● To do
Find every line in the records below that contains the string "shirt", matching case exactly, and copy each of those lines.

● Records supplied
/---

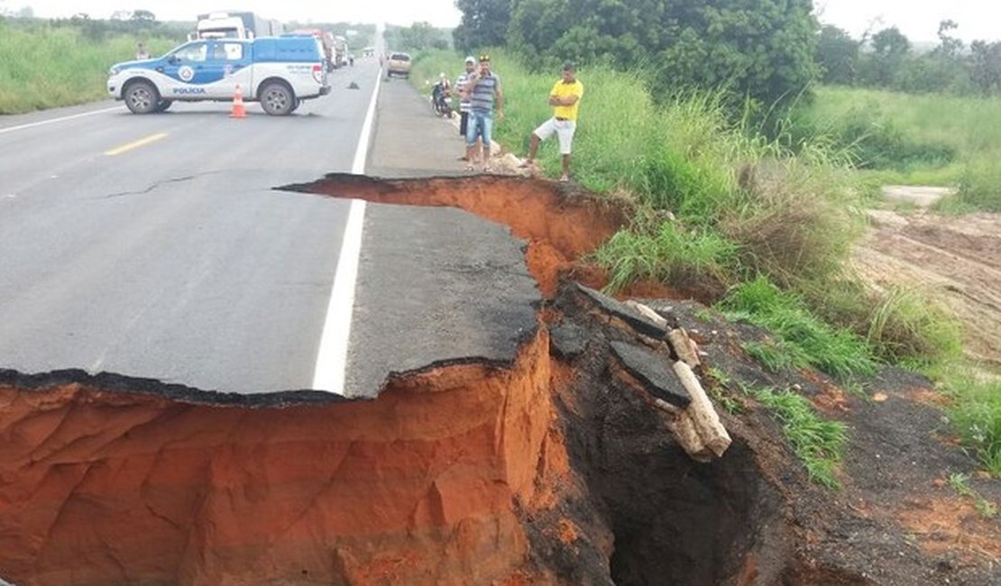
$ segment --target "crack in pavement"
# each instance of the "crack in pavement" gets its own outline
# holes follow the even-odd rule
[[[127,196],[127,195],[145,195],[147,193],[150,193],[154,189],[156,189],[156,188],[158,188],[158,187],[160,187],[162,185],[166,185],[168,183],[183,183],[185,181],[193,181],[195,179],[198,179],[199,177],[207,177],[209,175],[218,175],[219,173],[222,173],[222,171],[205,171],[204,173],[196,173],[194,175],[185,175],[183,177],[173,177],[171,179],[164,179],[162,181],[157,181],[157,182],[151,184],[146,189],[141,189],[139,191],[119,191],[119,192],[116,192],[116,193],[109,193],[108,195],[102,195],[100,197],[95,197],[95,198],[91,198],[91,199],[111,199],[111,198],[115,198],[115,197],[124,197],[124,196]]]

\---
/---

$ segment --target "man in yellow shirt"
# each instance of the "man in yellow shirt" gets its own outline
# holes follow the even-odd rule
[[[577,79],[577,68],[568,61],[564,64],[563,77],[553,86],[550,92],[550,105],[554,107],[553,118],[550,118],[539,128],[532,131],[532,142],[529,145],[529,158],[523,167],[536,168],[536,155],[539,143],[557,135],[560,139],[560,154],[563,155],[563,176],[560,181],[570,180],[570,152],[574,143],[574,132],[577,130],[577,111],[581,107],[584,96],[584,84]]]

\---

● Right answer
$ segment --target "man in yellow shirt"
# each instance of the "man in yellow shirt" gets its own outline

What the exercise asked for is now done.